■ TASK ITEM: Please repeat the line that has "Find the white" and all lines after it, exactly as they appear, through the end of the entries.

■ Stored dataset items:
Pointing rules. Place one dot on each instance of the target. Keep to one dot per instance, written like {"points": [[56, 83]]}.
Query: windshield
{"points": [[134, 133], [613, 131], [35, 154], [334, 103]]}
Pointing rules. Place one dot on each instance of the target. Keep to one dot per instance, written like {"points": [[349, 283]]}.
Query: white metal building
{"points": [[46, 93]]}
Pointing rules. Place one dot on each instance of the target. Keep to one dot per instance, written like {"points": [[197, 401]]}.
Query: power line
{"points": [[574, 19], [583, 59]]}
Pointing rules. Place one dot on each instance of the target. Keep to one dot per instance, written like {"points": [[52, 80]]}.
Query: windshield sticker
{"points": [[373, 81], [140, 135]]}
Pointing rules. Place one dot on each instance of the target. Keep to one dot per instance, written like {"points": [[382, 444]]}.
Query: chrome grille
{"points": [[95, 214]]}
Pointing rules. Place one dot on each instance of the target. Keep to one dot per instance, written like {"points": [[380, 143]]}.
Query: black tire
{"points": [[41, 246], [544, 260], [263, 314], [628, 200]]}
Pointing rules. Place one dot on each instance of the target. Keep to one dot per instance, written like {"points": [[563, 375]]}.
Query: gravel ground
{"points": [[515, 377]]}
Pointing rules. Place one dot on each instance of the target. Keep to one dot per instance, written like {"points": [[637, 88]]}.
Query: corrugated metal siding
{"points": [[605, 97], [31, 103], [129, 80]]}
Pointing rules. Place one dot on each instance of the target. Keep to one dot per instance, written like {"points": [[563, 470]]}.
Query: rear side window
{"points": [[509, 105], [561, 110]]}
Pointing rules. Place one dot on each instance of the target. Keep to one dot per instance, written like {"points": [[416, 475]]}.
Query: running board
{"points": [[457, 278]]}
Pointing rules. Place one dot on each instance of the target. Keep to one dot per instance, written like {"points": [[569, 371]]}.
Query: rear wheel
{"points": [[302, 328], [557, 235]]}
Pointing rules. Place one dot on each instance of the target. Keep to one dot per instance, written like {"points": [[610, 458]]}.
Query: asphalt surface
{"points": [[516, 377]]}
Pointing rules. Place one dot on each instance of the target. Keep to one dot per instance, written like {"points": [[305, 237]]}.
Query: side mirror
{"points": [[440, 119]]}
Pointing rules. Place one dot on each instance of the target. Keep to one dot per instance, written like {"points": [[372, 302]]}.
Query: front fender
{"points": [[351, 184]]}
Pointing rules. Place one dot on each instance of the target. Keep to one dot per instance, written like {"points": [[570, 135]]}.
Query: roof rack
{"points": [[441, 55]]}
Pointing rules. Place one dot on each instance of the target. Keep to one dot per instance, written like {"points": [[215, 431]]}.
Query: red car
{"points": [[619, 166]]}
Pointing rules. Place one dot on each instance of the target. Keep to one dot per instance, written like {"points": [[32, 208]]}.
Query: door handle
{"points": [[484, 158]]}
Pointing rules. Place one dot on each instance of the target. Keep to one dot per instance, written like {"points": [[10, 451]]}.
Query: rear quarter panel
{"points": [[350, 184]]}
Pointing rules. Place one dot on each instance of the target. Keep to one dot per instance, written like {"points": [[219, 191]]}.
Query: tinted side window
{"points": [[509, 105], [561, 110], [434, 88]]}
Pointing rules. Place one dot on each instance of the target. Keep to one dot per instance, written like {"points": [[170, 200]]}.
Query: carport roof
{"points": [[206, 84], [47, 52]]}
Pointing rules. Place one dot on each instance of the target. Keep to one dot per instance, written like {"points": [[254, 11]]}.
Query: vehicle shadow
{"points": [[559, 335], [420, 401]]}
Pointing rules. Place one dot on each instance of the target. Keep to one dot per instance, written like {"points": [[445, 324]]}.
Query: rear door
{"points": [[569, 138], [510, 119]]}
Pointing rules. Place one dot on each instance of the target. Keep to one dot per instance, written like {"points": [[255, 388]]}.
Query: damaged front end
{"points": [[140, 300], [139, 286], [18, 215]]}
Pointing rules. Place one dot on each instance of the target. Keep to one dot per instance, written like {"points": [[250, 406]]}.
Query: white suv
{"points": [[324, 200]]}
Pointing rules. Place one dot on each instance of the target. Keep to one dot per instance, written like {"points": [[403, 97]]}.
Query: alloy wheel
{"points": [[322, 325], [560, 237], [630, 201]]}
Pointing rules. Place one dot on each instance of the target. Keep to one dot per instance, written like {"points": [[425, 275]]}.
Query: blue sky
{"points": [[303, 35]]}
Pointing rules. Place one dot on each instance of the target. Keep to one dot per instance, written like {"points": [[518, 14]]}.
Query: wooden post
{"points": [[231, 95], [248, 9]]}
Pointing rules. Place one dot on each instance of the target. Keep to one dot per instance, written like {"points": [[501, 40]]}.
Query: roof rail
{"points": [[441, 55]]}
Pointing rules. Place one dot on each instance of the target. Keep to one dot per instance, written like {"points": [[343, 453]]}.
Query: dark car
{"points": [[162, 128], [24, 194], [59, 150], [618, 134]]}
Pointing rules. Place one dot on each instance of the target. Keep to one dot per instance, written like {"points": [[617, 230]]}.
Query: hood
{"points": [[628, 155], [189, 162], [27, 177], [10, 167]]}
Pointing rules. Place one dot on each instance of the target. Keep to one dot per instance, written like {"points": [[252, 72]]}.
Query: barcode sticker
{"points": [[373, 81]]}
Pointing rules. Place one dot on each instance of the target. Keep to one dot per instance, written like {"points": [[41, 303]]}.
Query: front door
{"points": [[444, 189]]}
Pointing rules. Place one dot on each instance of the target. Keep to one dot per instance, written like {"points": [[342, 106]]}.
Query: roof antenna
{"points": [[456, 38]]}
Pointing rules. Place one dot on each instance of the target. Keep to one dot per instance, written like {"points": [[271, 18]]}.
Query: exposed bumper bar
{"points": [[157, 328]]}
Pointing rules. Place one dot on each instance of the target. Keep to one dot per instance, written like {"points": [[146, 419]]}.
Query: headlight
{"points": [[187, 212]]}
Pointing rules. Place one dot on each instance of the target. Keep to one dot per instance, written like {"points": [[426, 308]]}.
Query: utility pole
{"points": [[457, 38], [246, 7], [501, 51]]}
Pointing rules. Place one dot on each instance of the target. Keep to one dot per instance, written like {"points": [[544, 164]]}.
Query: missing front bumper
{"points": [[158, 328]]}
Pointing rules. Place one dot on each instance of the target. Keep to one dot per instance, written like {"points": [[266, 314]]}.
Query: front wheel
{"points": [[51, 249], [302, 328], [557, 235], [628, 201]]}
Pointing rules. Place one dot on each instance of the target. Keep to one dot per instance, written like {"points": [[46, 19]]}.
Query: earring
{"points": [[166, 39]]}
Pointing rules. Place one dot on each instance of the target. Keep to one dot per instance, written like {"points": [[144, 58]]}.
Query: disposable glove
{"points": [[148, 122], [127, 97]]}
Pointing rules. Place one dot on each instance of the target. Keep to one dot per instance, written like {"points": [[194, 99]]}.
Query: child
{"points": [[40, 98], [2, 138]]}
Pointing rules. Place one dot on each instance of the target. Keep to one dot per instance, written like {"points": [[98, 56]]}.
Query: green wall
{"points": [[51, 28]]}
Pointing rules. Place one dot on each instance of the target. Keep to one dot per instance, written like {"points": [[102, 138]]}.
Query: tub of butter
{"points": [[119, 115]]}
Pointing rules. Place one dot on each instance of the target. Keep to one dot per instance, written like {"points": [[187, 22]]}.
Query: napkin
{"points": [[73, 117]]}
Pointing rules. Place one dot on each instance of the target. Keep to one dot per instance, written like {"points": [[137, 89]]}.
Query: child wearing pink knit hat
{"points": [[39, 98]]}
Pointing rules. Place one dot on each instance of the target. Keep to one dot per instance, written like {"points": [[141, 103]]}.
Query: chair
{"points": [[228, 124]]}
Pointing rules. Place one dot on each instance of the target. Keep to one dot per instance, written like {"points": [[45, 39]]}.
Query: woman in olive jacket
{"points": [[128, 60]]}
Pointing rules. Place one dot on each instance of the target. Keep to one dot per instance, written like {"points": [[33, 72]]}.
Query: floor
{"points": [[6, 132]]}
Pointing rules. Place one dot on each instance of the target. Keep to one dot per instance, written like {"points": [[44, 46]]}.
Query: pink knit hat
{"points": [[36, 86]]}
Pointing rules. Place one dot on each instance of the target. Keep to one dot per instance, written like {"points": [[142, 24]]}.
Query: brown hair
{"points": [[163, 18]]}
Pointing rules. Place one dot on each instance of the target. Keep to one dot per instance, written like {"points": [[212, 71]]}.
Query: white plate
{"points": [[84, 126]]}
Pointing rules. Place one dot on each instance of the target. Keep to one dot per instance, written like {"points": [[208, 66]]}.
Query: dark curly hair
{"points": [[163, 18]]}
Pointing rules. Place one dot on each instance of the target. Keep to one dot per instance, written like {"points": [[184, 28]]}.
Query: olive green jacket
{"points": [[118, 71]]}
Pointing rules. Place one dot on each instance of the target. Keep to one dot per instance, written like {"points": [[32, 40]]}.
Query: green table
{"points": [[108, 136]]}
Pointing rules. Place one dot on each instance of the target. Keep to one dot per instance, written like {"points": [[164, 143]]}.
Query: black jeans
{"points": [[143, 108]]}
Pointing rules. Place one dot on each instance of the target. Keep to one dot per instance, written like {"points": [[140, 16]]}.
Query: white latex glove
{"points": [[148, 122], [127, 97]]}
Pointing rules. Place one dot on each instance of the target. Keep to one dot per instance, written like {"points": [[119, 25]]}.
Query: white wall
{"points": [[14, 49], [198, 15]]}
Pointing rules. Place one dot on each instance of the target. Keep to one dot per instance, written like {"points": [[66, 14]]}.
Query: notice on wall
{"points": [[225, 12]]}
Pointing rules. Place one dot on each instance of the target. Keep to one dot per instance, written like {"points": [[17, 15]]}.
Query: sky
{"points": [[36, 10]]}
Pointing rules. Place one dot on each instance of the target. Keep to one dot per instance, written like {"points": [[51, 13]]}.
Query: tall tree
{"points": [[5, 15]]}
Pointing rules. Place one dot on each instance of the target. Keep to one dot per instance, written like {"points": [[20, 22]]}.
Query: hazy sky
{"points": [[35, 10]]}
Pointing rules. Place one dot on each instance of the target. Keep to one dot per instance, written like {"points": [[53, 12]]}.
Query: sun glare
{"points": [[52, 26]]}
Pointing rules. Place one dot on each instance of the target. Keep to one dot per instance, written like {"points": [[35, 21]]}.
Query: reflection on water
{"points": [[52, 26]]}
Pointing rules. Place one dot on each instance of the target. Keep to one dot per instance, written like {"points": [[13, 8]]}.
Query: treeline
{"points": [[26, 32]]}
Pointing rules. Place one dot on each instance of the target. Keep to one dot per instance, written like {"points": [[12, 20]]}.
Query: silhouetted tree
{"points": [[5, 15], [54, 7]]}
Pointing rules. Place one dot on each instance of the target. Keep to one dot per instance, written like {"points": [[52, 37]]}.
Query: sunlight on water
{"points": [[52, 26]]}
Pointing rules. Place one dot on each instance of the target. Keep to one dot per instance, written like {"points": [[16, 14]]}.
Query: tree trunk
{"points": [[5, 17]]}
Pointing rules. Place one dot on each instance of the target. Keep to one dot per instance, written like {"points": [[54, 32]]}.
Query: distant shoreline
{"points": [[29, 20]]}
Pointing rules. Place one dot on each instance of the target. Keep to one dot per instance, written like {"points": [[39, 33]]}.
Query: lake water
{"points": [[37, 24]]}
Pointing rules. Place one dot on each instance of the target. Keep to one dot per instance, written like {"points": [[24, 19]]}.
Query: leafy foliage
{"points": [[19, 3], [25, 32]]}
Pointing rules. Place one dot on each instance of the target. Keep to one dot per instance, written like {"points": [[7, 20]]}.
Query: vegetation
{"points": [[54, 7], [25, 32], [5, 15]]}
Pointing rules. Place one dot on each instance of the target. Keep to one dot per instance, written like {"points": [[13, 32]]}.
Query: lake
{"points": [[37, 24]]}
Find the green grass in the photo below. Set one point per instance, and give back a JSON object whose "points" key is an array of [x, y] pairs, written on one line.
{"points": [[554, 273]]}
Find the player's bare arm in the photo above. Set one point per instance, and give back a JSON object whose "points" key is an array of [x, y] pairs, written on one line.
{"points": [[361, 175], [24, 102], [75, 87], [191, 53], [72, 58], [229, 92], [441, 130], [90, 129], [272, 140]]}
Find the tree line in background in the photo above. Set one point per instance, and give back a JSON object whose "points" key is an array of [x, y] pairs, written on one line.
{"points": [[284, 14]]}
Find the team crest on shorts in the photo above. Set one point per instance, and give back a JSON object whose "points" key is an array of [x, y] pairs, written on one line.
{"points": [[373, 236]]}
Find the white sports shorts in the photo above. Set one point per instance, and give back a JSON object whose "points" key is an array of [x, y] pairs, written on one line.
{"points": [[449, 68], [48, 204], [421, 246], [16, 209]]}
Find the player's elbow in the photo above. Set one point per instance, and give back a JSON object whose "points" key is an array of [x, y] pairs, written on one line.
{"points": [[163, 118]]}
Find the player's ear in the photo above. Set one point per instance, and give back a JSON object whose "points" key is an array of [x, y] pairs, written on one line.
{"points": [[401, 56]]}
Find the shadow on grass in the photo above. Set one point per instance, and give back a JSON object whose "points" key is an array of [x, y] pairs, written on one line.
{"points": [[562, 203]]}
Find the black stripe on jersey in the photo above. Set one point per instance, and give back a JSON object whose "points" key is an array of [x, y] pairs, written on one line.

■ ANSWER TO THIS EXERCISE:
Find the white sports shorts in the photo above. Set one point per instance, and give back a JSON object whose "points" key is an array of [x, y] pairs, written on one line.
{"points": [[449, 68], [48, 204], [421, 246], [16, 209]]}
Find the player's elbow in the photo above. Set one point per instance, and give back a JSON object whose "points" key is an array of [x, y] pairs, written on one line.
{"points": [[163, 118]]}
Find the player's ear in the photo above. Set one point per instance, and give back a JSON object whose "points" key is an array of [x, y] pairs, written on one line.
{"points": [[401, 56]]}
Find the shadow on grass in the photo above. Set one point per instance, and give back a JSON object whose "points" key is an array of [x, y] pairs, written on one line.
{"points": [[562, 203]]}
Find the black stripe on jersey in the photo above. Set one point per instance, and give back a JSON object whose "points" key is an array of [x, y] pairs, written on one line.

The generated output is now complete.